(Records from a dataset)

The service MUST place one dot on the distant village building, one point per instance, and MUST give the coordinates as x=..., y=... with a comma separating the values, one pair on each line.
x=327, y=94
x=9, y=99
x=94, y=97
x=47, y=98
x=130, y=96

Required work
Show each line of the records above that contains the string "separating". Case counts.

Exercise result
The service MUST place one dot on the distant village building, one point per instance, and MUST give the coordinates as x=..., y=... with a comma separating the values, one pair on each line.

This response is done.